## EXTRAIT DU TEXTE:
####

L’histoire est incroyable. Ce que l’on sait d’un personnage historique, ce n’est toujours qu’un faible pourcentage de ce qu’il a vécu. Eco a écrit dans Le pendule de Foucault : « À ce point-là, tout était possible, étant donné que tout était invraisemblable. » Il y a toujours plusieurs interprétations possibles, ce qui ne veut pas dire que toutes les interprétations se vaillent. On laisse les lecteurs travailler, s’amuser. Eco répétait qu’il y avait pour lui deux niveaux de lecture : « Le premier, vous voulez savoir ce qui se passe. Le deuxième niveau, c’est chercher à comprendre comment l’auteur a travaillé son livre. » Le premier niveau est important, c’est ce que recherchent tous les bons lecteurs. « Lorsqu’on passe au deuxième niveau, notre compréhension d’un texte devient infinie », disait-il.
Le rapprochement avec Jorge Luis Borges
Dans Le nom de la rose, Eco fait un immense clin d’œil à Borges en s’en inspirant pour son personnage de moine aveugle qu’il nomme joliment Jorge de Burgos. Ce Burgos est partout dans le livre, comme une ombre qui plane, peut-être à la manière de Borges sur l’œuvre d’Eco elle-même.
On le sait, les deux auteurs partagent l’obsession des bibliothèques. Elles sont partout dans leurs vies et dans leurs œuvres. Comment ne pas penser qu’Eco se soit inspiré de La bibliothèque de Babel de Borges pour sa bibliothèque labyrinthique du Nom de la rose qui est au cœur de l’abbaye — une abbaye comme une citadelle pour défendre la bibliothèque ? Inimaginable, bien sûr. Il y a beaucoup de parenté entre les contes fantastiques que l’on retrouve dans le recueil Fictions de Borges et le travail d’Eco. Borges disait qu’il y avait deux idées dans La bibliothèque de Babel : « l’idée d’une possibilité de variation presque infinie en partant d’un nombre limité d’éléments », puis « l’idée d’être perdu dans l’univers, de ne pas le comprendre, l’envie de trouver une solution précise, le sentiment d’ignorer la vraie solution ». Dans Le nom de la rose, Eco écrivait : « Les livres ne sont pas faits pour être crus. »

####

## DONNÉES EXTRAITES:
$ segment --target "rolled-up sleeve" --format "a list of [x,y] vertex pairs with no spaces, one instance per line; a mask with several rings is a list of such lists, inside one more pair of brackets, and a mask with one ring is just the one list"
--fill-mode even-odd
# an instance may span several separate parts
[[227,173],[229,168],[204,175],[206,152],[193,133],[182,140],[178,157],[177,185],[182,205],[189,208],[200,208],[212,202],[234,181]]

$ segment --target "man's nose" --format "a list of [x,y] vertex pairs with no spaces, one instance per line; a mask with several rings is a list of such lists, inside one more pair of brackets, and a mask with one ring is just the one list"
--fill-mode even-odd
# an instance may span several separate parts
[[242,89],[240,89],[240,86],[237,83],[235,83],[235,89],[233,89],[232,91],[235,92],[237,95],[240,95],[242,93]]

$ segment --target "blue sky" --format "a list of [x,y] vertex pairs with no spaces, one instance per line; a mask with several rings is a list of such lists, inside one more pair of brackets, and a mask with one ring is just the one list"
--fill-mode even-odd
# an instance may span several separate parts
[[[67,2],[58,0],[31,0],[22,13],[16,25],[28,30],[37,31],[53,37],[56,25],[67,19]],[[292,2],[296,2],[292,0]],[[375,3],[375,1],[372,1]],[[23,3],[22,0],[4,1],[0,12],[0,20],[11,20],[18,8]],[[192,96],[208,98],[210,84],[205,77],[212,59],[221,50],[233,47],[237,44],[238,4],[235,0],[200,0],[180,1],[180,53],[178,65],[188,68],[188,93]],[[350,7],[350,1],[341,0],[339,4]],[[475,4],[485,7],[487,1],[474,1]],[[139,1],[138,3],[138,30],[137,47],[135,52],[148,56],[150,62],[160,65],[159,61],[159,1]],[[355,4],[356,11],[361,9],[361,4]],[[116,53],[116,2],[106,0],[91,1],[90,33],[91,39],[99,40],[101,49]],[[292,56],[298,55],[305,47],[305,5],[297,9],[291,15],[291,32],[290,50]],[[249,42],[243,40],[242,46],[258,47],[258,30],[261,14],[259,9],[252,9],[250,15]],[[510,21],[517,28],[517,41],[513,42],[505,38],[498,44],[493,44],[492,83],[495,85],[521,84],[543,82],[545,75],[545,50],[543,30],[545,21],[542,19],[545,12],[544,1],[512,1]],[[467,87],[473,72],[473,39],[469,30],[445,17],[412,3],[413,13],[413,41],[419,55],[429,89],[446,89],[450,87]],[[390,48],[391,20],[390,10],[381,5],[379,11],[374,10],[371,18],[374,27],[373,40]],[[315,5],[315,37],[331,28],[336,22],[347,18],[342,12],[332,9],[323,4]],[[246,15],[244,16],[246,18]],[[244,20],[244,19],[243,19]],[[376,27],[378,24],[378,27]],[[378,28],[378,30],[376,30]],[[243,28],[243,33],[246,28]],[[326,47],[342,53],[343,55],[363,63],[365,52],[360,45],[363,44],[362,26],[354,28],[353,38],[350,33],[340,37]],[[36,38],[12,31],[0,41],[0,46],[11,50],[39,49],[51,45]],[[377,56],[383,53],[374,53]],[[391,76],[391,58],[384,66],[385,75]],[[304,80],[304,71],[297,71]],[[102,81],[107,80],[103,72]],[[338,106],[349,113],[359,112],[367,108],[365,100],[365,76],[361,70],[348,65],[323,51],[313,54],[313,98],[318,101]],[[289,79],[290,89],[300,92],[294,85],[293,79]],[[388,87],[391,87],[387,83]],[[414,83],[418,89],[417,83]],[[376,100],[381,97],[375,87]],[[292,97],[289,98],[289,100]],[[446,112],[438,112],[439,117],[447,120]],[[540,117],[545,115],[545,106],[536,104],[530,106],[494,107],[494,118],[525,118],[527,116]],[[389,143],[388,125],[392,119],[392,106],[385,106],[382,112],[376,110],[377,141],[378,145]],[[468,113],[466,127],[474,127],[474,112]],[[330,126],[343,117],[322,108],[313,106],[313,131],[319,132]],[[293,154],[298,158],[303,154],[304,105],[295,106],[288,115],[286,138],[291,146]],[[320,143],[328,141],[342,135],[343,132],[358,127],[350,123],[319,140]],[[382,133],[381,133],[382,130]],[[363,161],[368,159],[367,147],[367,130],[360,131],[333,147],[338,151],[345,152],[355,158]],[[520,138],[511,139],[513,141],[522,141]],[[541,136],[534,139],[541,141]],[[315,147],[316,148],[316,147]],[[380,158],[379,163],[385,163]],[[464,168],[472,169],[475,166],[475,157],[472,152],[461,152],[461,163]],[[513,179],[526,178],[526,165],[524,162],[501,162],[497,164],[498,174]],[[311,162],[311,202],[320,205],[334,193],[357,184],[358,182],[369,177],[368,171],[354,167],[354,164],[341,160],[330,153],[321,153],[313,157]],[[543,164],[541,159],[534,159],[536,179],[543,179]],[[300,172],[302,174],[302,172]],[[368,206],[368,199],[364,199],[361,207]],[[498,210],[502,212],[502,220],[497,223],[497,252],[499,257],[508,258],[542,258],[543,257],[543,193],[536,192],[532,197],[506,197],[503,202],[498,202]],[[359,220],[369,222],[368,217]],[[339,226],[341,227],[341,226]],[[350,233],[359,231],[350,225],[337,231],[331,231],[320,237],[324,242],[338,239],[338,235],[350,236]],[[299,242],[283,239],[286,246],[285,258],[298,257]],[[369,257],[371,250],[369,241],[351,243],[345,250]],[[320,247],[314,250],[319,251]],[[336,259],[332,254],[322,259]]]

####

## CONSIGNES:
(a) D'après le texte sur Eco et Borges, quel nom Eco donne-t-il au moine aveugle du Nom de la rose ?
(b) Renvoyez sans rien changer le passage du texte sur Eco et Borges qui va de « Le rapprochement avec » à « l’œuvre d’Eco elle-même. ».

## SOLUTIONS:
(a) Jorge de Burgos.

(b)
Le rapprochement avec Jorge Luis Borges
Dans Le nom de la rose, Eco fait un immense clin d’œil à Borges en s’en inspirant pour son personnage de moine aveugle qu’il nomme joliment Jorge de Burgos. Ce Burgos est partout dans le livre, comme une ombre qui plane, peut-être à la manière de Borges sur l’œuvre d’Eco elle-même.